CHALLENGE: Copy the rows below word for word, starting at the beginning of the rows and ending with the line that contains "pixel 610 543", with both of those lines included. Leave the pictures out.

RECORD EXTRACTS:
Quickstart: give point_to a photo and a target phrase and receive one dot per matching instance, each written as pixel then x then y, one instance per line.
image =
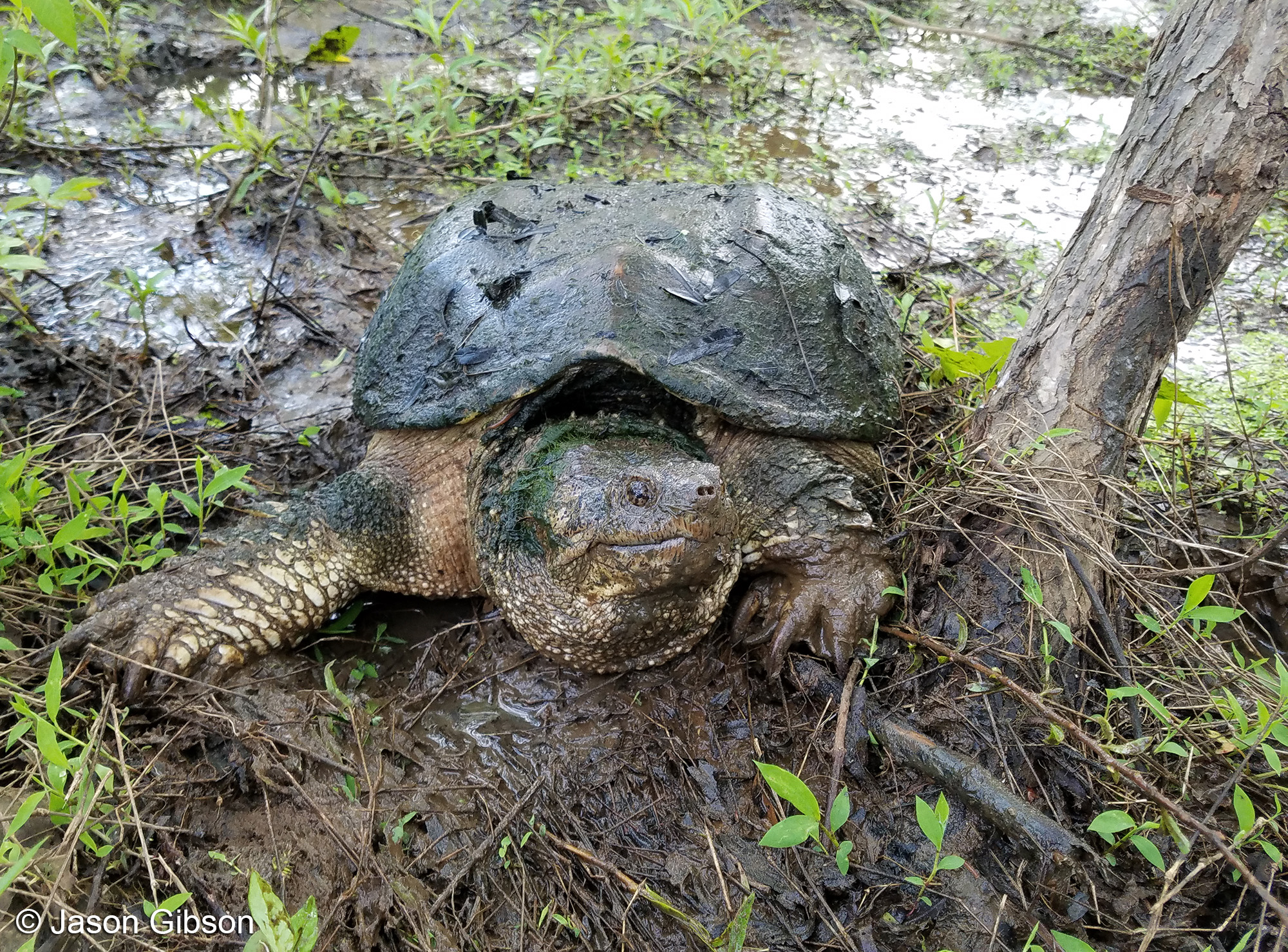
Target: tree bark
pixel 1204 153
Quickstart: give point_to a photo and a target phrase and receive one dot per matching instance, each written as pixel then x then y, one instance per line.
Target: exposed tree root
pixel 960 776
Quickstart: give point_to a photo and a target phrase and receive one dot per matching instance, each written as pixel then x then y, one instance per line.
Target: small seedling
pixel 171 905
pixel 278 931
pixel 808 825
pixel 140 290
pixel 934 823
pixel 562 920
pixel 396 830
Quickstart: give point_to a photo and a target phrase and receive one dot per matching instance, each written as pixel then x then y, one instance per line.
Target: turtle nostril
pixel 639 493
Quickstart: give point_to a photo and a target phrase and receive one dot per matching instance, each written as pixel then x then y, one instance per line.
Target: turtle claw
pixel 829 601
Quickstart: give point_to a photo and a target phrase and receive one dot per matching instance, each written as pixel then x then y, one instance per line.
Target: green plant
pixel 211 493
pixel 69 777
pixel 983 363
pixel 140 290
pixel 280 932
pixel 23 244
pixel 171 905
pixel 1202 619
pixel 558 918
pixel 1112 823
pixel 808 825
pixel 337 198
pixel 934 823
pixel 428 24
pixel 243 30
pixel 397 832
pixel 47 537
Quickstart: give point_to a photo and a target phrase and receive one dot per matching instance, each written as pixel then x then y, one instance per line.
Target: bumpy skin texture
pixel 397 524
pixel 623 552
pixel 619 553
pixel 819 565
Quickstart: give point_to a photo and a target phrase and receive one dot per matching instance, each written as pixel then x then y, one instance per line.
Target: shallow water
pixel 907 131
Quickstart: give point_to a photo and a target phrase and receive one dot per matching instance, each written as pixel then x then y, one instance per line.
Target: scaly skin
pixel 397 524
pixel 637 546
pixel 806 516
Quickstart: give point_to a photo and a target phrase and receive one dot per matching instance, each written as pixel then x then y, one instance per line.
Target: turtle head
pixel 610 543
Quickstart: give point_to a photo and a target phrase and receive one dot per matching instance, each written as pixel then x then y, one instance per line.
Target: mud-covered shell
pixel 735 297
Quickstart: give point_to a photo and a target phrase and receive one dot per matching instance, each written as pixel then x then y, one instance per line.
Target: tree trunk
pixel 1204 153
pixel 1205 150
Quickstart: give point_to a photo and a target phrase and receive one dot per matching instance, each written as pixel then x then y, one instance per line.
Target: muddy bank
pixel 390 799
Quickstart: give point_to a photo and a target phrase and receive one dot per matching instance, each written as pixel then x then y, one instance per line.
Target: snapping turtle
pixel 598 408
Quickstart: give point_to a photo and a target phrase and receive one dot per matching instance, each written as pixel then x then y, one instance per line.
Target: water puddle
pixel 905 142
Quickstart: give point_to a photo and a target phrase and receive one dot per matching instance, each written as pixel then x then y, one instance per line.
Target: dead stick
pixel 715 862
pixel 481 850
pixel 290 213
pixel 1256 556
pixel 1108 759
pixel 843 718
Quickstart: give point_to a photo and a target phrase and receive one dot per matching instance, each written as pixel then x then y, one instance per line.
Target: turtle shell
pixel 736 297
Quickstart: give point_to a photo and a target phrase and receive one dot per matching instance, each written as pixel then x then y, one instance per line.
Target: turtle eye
pixel 639 491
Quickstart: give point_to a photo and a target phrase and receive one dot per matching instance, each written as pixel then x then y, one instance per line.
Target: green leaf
pixel 1244 810
pixel 1150 851
pixel 1071 944
pixel 843 856
pixel 1066 632
pixel 78 189
pixel 332 47
pixel 1150 623
pixel 1218 614
pixel 929 823
pixel 23 263
pixel 24 814
pixel 189 503
pixel 175 902
pixel 790 833
pixel 47 741
pixel 57 17
pixel 15 870
pixel 1111 823
pixel 791 789
pixel 305 927
pixel 1032 591
pixel 1171 392
pixel 225 480
pixel 737 931
pixel 25 43
pixel 840 811
pixel 330 191
pixel 55 687
pixel 1198 591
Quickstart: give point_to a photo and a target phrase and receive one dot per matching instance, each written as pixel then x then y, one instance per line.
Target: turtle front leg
pixel 810 540
pixel 395 525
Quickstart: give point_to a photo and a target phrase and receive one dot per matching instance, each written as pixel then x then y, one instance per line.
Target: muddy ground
pixel 393 814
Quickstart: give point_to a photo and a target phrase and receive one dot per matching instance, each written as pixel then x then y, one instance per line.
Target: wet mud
pixel 441 798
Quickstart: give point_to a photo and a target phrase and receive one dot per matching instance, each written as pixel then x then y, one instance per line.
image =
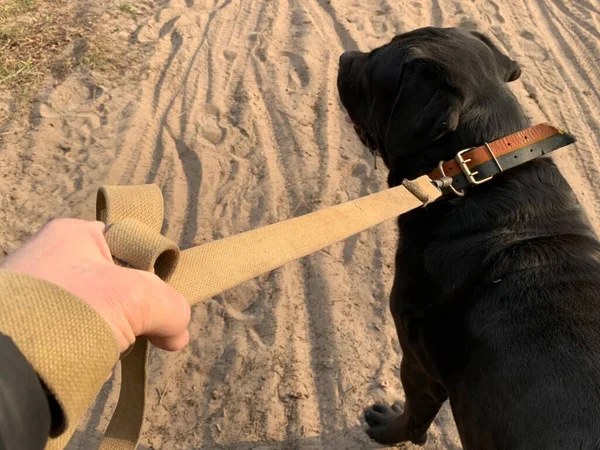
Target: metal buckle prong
pixel 469 174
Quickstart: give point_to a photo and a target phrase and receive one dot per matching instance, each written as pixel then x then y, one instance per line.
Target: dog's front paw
pixel 386 425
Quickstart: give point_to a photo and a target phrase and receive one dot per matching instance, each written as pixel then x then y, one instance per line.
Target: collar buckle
pixel 468 173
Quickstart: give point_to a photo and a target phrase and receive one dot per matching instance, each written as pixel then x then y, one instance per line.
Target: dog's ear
pixel 510 70
pixel 426 107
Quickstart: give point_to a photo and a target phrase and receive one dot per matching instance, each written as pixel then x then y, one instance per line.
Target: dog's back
pixel 495 297
pixel 518 272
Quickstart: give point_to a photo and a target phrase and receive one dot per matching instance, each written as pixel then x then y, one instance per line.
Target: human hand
pixel 73 254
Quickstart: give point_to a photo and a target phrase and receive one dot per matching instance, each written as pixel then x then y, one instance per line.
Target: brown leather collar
pixel 479 164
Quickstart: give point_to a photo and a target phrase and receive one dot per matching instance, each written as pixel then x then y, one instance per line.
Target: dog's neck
pixel 499 116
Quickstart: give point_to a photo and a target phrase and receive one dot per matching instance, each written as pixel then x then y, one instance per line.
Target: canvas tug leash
pixel 134 215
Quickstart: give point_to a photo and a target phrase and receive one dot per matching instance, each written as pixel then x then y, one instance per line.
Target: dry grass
pixel 31 33
pixel 39 38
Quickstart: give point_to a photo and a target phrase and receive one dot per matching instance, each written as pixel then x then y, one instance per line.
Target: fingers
pixel 173 343
pixel 165 314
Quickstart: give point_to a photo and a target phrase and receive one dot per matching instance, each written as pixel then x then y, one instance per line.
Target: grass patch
pixel 31 31
pixel 39 38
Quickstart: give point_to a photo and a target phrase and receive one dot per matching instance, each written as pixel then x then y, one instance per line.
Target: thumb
pixel 165 315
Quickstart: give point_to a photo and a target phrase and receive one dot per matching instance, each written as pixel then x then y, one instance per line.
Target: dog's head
pixel 423 85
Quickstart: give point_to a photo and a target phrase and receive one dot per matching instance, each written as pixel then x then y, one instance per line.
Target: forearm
pixel 69 346
pixel 24 409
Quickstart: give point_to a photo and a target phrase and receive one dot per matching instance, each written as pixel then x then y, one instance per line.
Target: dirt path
pixel 238 120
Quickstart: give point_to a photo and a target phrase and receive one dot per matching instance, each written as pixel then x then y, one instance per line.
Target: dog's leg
pixel 424 397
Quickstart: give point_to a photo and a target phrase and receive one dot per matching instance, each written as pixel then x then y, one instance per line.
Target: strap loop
pixel 135 244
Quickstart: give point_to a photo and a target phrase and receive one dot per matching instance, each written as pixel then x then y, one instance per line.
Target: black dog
pixel 496 298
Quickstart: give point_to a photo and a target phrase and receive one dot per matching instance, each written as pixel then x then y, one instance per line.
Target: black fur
pixel 496 295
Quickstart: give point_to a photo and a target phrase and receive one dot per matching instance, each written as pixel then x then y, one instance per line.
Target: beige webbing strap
pixel 134 216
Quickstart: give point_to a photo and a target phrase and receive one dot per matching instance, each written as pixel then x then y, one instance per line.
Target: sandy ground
pixel 237 118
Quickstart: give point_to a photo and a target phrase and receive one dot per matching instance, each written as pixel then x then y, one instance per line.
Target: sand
pixel 237 118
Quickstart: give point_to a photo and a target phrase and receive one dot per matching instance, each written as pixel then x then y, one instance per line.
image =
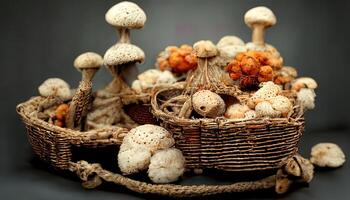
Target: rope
pixel 93 174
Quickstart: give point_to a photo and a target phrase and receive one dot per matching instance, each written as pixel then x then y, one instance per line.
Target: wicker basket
pixel 54 144
pixel 231 145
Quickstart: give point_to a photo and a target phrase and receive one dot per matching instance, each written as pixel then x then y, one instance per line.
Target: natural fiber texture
pixel 228 144
pixel 92 174
pixel 53 144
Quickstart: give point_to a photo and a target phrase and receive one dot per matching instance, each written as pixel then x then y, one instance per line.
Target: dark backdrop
pixel 40 39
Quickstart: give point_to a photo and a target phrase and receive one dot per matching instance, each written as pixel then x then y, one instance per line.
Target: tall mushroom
pixel 88 64
pixel 258 19
pixel 205 75
pixel 116 58
pixel 124 16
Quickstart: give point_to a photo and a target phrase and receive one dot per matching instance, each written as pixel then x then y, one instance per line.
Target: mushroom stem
pixel 124 35
pixel 258 34
pixel 118 85
pixel 88 74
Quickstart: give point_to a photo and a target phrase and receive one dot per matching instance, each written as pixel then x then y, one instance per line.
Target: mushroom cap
pixel 306 98
pixel 267 91
pixel 205 49
pixel 55 87
pixel 149 136
pixel 304 82
pixel 230 40
pixel 133 160
pixel 327 155
pixel 260 15
pixel 123 53
pixel 282 104
pixel 265 109
pixel 236 111
pixel 127 15
pixel 88 60
pixel 166 166
pixel 208 104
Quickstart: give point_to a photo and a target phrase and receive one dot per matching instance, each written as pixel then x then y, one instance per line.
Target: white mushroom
pixel 124 16
pixel 149 136
pixel 236 111
pixel 304 82
pixel 267 91
pixel 282 104
pixel 166 166
pixel 120 56
pixel 327 155
pixel 306 98
pixel 55 87
pixel 259 18
pixel 208 104
pixel 133 160
pixel 230 40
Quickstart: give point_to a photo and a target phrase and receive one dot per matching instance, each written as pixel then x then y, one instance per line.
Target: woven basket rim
pixel 63 132
pixel 219 120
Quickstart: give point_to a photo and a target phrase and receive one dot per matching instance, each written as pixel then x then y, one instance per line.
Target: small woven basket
pixel 231 145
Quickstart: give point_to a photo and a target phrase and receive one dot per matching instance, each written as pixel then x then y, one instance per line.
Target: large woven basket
pixel 231 145
pixel 54 144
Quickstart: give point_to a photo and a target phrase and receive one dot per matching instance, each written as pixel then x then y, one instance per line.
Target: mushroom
pixel 265 109
pixel 151 137
pixel 116 58
pixel 282 104
pixel 236 111
pixel 202 76
pixel 124 16
pixel 306 98
pixel 88 64
pixel 230 40
pixel 267 91
pixel 327 155
pixel 55 87
pixel 294 170
pixel 208 104
pixel 133 160
pixel 166 166
pixel 259 18
pixel 304 82
pixel 140 144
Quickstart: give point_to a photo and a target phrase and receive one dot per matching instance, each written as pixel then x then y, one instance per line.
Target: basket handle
pixel 93 174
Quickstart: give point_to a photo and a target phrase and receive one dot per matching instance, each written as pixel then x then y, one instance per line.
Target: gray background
pixel 40 39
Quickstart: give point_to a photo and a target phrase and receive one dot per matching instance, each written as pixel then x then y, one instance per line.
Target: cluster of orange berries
pixel 253 67
pixel 177 59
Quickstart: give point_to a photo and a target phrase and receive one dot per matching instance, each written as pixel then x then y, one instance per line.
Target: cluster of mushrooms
pixel 251 72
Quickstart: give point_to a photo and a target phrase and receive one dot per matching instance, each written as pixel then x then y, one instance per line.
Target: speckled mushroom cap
pixel 229 40
pixel 205 49
pixel 126 14
pixel 55 87
pixel 208 104
pixel 88 60
pixel 260 15
pixel 149 136
pixel 304 82
pixel 123 53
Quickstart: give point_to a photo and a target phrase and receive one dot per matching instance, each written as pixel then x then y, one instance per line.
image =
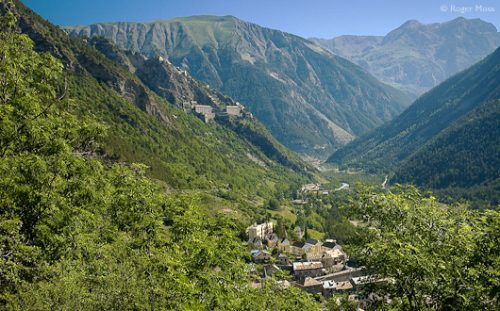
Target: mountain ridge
pixel 310 100
pixel 180 149
pixel 406 146
pixel 416 57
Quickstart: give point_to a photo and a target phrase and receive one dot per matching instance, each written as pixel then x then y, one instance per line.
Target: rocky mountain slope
pixel 464 156
pixel 180 149
pixel 311 101
pixel 416 57
pixel 447 138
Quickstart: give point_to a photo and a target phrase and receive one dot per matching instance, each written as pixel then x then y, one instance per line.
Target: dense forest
pixel 84 227
pixel 79 233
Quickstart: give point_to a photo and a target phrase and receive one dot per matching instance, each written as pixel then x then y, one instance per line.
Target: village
pixel 314 266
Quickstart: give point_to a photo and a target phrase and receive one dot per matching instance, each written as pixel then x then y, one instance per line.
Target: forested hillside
pixel 81 234
pixel 386 147
pixel 179 148
pixel 447 139
pixel 312 101
pixel 463 159
pixel 416 57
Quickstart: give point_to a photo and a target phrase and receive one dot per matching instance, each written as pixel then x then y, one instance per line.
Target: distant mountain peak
pixel 311 100
pixel 412 23
pixel 415 56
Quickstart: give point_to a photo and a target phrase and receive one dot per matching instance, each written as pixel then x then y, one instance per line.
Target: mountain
pixel 416 57
pixel 463 156
pixel 235 155
pixel 311 101
pixel 446 138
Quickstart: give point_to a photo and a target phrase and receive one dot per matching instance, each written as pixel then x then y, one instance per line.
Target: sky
pixel 306 18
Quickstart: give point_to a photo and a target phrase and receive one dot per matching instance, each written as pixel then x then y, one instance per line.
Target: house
pixel 260 231
pixel 302 270
pixel 299 232
pixel 256 242
pixel 312 248
pixel 310 188
pixel 233 110
pixel 329 245
pixel 283 260
pixel 329 288
pixel 310 285
pixel 186 106
pixel 284 245
pixel 333 257
pixel 269 270
pixel 260 256
pixel 205 111
pixel 297 248
pixel 273 240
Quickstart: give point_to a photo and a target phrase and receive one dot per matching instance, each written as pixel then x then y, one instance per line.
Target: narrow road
pixel 384 184
pixel 343 186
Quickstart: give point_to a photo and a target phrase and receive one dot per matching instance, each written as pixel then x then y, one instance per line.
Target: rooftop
pixel 329 244
pixel 297 266
pixel 310 282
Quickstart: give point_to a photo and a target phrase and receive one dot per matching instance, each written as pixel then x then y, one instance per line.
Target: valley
pixel 210 163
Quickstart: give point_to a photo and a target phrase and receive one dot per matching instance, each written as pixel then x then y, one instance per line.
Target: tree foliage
pixel 431 256
pixel 80 234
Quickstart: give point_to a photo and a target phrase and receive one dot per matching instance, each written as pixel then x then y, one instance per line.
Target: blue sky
pixel 306 18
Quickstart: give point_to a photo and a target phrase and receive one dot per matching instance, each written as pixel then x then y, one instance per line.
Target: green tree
pixel 430 255
pixel 77 233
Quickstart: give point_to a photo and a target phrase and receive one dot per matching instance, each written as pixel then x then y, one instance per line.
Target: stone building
pixel 260 231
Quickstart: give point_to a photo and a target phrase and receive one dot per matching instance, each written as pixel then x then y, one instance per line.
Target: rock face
pixel 236 154
pixel 417 57
pixel 311 100
pixel 449 137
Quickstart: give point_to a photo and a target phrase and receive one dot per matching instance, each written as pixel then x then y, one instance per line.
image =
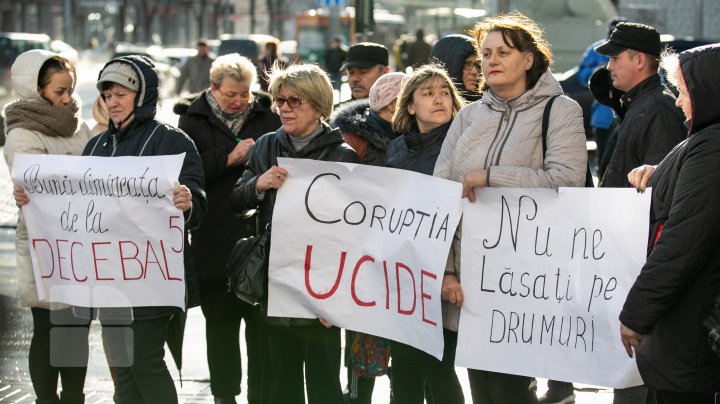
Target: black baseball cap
pixel 367 54
pixel 631 35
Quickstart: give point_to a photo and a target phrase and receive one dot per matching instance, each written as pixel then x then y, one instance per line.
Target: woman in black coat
pixel 303 95
pixel 224 121
pixel 663 315
pixel 425 109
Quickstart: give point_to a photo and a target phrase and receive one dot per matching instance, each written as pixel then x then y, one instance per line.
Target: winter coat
pixel 267 150
pixel 678 285
pixel 415 151
pixel 196 73
pixel 364 130
pixel 20 140
pixel 213 241
pixel 504 138
pixel 146 136
pixel 451 51
pixel 652 126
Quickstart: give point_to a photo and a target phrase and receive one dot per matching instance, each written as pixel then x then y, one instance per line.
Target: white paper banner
pixel 545 275
pixel 104 232
pixel 363 247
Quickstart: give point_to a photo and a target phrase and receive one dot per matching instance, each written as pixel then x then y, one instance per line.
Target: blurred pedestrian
pixel 302 354
pixel 129 87
pixel 195 73
pixel 45 119
pixel 425 109
pixel 418 51
pixel 366 124
pixel 335 56
pixel 458 54
pixel 652 125
pixel 517 84
pixel 224 122
pixel 366 62
pixel 601 117
pixel 662 318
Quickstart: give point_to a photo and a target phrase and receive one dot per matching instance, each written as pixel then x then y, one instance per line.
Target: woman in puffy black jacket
pixel 303 95
pixel 224 121
pixel 677 288
pixel 425 109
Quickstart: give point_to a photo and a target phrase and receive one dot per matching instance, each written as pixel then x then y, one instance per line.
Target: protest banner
pixel 363 247
pixel 104 232
pixel 545 274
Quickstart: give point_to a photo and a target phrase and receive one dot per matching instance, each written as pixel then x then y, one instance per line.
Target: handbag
pixel 247 267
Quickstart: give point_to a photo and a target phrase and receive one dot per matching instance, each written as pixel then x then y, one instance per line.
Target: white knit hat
pixel 386 89
pixel 120 73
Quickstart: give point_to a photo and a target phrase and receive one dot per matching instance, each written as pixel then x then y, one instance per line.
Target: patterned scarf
pixel 234 122
pixel 42 117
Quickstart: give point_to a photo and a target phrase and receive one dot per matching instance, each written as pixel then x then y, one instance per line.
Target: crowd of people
pixel 470 111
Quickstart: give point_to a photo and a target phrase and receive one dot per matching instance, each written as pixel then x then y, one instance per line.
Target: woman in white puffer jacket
pixel 45 120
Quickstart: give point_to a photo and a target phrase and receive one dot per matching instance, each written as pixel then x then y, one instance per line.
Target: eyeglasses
pixel 293 102
pixel 469 65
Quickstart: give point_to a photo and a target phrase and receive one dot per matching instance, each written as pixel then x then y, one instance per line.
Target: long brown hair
pixel 521 33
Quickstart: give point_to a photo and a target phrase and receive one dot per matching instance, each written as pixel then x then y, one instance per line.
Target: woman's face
pixel 683 100
pixel 471 69
pixel 59 90
pixel 504 68
pixel 120 102
pixel 431 104
pixel 232 95
pixel 301 118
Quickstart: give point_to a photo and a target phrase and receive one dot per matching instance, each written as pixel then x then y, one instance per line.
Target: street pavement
pixel 16 322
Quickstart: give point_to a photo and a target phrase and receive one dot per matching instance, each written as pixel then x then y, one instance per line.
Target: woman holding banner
pixel 45 119
pixel 425 109
pixel 667 312
pixel 303 96
pixel 497 143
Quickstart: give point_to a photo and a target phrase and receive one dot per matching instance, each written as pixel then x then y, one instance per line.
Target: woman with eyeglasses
pixel 424 112
pixel 498 143
pixel 458 54
pixel 303 96
pixel 224 121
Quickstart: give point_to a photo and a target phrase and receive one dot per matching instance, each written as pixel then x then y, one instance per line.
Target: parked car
pixel 574 89
pixel 167 73
pixel 250 46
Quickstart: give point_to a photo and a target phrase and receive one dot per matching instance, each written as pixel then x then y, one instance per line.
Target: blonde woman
pixel 303 96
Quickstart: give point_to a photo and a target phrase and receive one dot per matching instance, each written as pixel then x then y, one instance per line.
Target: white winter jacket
pixel 504 138
pixel 19 140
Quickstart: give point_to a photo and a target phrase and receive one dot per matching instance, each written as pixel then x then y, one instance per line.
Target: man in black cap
pixel 653 125
pixel 366 62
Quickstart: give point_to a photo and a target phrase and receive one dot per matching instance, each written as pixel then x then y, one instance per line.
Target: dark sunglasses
pixel 293 102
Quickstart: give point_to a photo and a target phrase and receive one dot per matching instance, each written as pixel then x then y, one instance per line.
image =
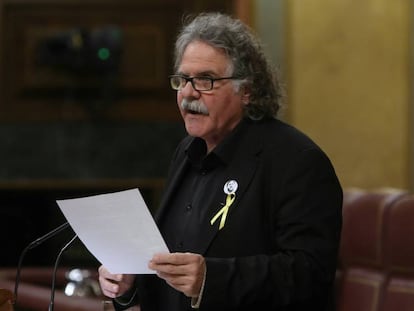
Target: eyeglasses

EXERCISE RESPONSE:
Quickstart: give point_to a photo and a target phrase and receive one dot per matching instance, each written as pixel then x then y, one instance per line.
image =
Target: tree bark
pixel 1204 153
Quickstart: give point_to a photo and a target phrase and receive one dot per matching instance, each written as pixel then x then y, one instance per line.
Target: exposed tree root
pixel 960 776
Quickstart: give point_to a photo and a target phrase and receive one dot per matching instance, each written as pixel then x then y, one instance per line.
Target: small seedling
pixel 171 905
pixel 278 931
pixel 808 825
pixel 140 290
pixel 934 823
pixel 562 920
pixel 396 830
Quickstart: give point_to a photo and a target phrase and receive one dot per matching instance, each written as pixel then x then y, one instance per line.
Target: turtle nostril
pixel 639 493
Quickstart: give point_to a photo and a target phrase and receive one dot per matching instance, each written as pixel then x then y, one instance per line.
Target: turtle claw
pixel 829 601
Quickstart: give point_to a photo and a target phrase and receive one dot per matching instance, each written as pixel then x then y, one instance per line.
Target: green plant
pixel 211 493
pixel 69 777
pixel 983 363
pixel 140 290
pixel 280 932
pixel 23 244
pixel 171 905
pixel 1202 619
pixel 558 918
pixel 1112 823
pixel 808 825
pixel 337 198
pixel 934 823
pixel 428 24
pixel 243 30
pixel 397 832
pixel 47 537
Quickstart: give point_to a photo and a target phrase and receive one dot per matching instance, each written as pixel then x then y, one instance per line.
Target: bumpy skin texture
pixel 397 524
pixel 623 552
pixel 619 553
pixel 819 565
Quickstart: give point_to a photo and a target phrase and receive one dot per matching instance, each written as pixel then x then y, one instance per line.
Target: shallow water
pixel 907 131
Quickstart: give point_to a photo and a target phrase and receive one dot per matching instance, each written as pixel then x then y, one instance per line.
Target: scaly skin
pixel 397 524
pixel 637 546
pixel 806 516
Quickstart: give point_to a photo and a target phrase and receive one dot per matching instance, each written as pixel then x then y, one instance per line.
Target: turtle head
pixel 610 543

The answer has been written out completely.